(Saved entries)

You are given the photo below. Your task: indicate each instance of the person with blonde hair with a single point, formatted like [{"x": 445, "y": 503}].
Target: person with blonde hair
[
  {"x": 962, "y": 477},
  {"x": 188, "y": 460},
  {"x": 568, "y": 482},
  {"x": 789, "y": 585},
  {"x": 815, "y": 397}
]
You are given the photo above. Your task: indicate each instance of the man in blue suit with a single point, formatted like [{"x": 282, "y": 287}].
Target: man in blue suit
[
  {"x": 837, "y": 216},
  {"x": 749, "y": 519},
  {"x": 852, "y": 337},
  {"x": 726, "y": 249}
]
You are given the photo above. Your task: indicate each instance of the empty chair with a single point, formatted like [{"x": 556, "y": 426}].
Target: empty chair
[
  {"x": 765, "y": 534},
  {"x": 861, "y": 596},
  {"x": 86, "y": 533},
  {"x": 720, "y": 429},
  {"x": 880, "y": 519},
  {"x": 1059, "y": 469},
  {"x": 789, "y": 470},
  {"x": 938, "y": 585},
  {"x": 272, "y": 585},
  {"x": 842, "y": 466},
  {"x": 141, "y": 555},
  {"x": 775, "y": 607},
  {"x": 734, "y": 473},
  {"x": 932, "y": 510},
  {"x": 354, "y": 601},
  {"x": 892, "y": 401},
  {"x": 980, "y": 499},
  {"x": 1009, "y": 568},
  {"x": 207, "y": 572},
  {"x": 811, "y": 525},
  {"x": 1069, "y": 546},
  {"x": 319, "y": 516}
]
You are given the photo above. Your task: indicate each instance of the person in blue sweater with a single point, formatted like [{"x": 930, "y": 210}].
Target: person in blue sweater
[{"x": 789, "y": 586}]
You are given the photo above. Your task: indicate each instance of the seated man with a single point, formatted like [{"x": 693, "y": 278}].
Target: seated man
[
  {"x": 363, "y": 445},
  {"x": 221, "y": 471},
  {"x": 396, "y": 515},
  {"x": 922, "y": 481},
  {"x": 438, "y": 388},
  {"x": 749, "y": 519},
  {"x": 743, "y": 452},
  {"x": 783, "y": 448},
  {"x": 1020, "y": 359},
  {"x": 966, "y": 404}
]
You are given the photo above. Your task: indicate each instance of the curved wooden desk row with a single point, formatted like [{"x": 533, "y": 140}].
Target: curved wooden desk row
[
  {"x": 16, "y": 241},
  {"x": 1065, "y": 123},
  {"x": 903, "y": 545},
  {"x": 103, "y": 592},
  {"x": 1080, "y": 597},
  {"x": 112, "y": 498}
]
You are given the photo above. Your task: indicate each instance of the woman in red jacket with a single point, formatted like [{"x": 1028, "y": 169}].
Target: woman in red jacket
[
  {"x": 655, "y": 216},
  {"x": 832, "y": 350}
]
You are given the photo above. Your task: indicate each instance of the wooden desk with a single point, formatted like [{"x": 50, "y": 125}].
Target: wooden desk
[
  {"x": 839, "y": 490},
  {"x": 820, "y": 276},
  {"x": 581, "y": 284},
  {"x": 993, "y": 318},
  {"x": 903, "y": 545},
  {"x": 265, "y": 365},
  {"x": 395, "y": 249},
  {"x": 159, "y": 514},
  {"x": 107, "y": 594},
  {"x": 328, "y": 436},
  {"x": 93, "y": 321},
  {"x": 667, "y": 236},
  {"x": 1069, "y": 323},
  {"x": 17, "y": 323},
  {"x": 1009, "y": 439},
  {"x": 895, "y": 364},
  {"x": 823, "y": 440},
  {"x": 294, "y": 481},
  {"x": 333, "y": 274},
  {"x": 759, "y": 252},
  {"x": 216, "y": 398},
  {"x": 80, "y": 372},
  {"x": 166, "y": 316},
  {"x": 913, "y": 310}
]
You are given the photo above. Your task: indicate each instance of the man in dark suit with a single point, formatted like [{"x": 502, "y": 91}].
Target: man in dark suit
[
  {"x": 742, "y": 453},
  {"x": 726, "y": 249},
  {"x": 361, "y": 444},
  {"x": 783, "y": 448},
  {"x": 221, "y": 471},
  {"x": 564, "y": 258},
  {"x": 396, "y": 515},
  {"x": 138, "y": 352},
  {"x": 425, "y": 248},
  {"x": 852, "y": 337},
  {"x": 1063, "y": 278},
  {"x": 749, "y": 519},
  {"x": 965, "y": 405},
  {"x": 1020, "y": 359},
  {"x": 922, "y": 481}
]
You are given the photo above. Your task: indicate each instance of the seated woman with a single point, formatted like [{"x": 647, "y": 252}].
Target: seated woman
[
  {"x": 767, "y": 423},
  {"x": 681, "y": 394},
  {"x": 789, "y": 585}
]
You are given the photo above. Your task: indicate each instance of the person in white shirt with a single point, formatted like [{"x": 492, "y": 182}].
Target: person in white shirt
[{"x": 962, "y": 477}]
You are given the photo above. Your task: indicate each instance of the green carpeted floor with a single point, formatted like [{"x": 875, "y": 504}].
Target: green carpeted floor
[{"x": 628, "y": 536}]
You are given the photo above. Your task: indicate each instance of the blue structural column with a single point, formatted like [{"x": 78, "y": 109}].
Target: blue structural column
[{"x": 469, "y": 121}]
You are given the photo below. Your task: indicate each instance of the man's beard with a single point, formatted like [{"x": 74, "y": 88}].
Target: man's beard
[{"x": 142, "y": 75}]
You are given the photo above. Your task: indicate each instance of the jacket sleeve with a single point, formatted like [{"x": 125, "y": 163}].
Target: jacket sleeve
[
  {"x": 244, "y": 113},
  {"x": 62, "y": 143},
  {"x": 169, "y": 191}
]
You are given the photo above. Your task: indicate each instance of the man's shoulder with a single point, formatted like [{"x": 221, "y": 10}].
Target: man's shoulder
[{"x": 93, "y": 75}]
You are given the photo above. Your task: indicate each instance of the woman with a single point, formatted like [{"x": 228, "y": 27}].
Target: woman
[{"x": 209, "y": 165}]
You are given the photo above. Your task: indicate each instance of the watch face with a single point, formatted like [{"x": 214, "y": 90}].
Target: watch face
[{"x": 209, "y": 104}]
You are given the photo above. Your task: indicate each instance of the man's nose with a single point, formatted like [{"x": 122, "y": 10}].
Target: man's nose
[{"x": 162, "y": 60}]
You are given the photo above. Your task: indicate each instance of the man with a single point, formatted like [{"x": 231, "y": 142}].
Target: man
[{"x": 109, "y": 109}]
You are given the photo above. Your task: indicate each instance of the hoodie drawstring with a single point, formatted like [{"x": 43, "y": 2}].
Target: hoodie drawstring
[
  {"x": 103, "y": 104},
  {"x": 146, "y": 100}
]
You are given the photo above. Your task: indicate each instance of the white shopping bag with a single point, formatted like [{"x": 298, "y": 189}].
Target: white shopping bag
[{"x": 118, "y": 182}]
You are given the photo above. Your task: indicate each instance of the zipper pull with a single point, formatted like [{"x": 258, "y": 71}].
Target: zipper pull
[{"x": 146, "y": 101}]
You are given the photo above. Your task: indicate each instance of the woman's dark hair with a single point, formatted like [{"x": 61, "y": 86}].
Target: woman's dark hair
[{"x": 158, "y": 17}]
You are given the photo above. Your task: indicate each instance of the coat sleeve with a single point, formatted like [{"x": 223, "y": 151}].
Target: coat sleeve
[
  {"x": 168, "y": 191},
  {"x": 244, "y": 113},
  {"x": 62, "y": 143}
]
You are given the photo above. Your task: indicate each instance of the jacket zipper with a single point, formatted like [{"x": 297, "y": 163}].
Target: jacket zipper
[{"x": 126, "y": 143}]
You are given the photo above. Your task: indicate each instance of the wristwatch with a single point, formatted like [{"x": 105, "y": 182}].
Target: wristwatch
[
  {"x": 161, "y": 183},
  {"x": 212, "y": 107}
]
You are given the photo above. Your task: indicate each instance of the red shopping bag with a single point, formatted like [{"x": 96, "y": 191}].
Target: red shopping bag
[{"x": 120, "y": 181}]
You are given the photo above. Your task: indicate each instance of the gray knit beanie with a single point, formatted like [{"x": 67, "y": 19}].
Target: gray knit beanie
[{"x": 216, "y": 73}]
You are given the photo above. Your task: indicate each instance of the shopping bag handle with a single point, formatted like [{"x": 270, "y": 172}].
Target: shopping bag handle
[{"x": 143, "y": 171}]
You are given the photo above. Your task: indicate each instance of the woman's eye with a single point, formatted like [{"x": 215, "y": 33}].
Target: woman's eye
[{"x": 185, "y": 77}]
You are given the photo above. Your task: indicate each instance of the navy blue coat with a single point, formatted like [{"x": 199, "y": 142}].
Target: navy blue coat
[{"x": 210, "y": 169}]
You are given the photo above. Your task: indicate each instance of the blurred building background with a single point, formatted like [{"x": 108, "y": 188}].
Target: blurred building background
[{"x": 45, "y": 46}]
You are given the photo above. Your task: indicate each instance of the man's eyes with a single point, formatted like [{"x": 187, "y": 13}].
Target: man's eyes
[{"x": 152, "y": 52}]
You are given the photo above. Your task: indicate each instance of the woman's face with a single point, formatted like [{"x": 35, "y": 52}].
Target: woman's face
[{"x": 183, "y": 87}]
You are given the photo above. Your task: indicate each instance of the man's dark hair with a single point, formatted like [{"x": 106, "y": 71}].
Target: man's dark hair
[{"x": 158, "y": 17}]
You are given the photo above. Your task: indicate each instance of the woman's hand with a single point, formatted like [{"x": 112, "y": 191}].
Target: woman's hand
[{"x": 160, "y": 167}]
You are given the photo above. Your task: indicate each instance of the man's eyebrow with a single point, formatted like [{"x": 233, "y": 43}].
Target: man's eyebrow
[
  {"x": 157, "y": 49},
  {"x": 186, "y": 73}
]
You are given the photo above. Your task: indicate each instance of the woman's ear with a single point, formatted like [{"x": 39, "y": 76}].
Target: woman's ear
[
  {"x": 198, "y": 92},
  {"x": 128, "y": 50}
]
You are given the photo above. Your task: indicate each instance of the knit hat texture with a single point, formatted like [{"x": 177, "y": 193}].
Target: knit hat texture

__Work request__: In the records above, find each line holding "texture" and copy it.

__Completed exercise__:
You are given the photo above. Your task: indicate each instance of the knit hat texture with a single point, formatted like [{"x": 177, "y": 193}].
Target: knit hat texture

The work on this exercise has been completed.